Your tasks
- A) Translate this sentence from the Celtic Christianity excerpt into French: "Interest in and admiration for Celtic Christianity is booming."
- B) In the Celtic Christianity excerpt, what year does the TV commentator give for St Augustine bringing Christianity to Britain?
- C) Which groups does the Celtic Christianity excerpt name as identifying with Celtic Christianity and calling for a recovery of its key principles? List all of them.

Page excerpt
>> Begin
Past Life - Present Mission (3)

Chapter 2: The Celtic Saints: what can we know and how?

“Interest in and admiration for Celtic Christianity is booming. Books pour off the press telling the stories of 5th and 6th century British and Irish saints … offering a Celtic model of mission and church organisation … The appeal seems to extend across the theological and denominational spectrum, and well beyond the company of Christian believers, New Agers, post-modernists, liberals, feminists, environmentalists, evangelicals and charismatics identify with Celtic Christianity and call for a recovery of its key principles today.” The publishing fraternity has responded with “everything from weighty tomes on Celtic consciousness to some poor attempts at re-telling ancient Celtic myths and legends”. But these often create as much fog as light. How sure could we be sure then that Mitton’s fourteen themes accurately describe Celtic Christianity?


The romanticism and trendy nature of some contemporary literature on Celtic Christianity can obscure what the Celtic Christians actually believed while interpretations of the historical data can often be subjective reflections of established Church traditions. Patrick Thomas refers to a TV commentator’s comment during George Carey’s enthronement as Archbishop of Canterbury that “the new Archbishop was the successor of St Augustine who brought Christianity to Britain in 597 AD”. Thomas comments, “it was the kind of statement calculated to make Welsh, Irish and Scottish hackles rise, as there were Christians in Britain long before St Augustine’s mission”.

Similarly, Basil Hume suggests that the deeper issue which lay behind the discussions about the date of Easter at the Synod of Whitby was this: “was the Christian Church in this Island going to be separate from the universal Church and develop along its own lines, or was it going to be part of the universal Church accepting the authority of the successor of Saint Peter?” The Synod of Whitby was actually the point at which the Celtic Church of the north and west was forced to bend the ecclesiastical knee to the Roman ‘Catholic’ (meaning universal) Church of the south. Hume’s historical perspective, therefore, is associated with a traditional belief system that claims dogmatic authority for the Roman Church and its claim of universal jurisdiction, which it certainly did not have in the 7th century AD. Instead, as F. E. Warren clearly asserted:

“[The Celtic Church was] orthodox (catholic), independent of Rome. Part of a vast communion existing in Britain and Ireland from which it expressed its mission to the Teutonic tribes of the continent. Its claims to Catholicity ignored or impugned by the European Church of Rome.”
>> End
Raw records
>> Begin
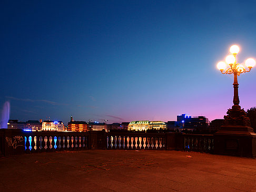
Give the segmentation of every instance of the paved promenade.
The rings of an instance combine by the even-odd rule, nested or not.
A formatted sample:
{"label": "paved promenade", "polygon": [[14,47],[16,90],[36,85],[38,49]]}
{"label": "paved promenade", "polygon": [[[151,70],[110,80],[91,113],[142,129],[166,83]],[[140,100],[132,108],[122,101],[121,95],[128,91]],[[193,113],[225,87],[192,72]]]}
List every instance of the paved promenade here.
{"label": "paved promenade", "polygon": [[256,159],[176,151],[44,153],[1,158],[0,177],[0,191],[256,191]]}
>> End
Solutions to the tasks
- A) L'intérêt et l'admiration pour le christianisme celtique sont en plein essor.

- B) 597 AD

- C) New Agers, post-modernists, liberals, feminists, environmentalists, evangelicals, charismatics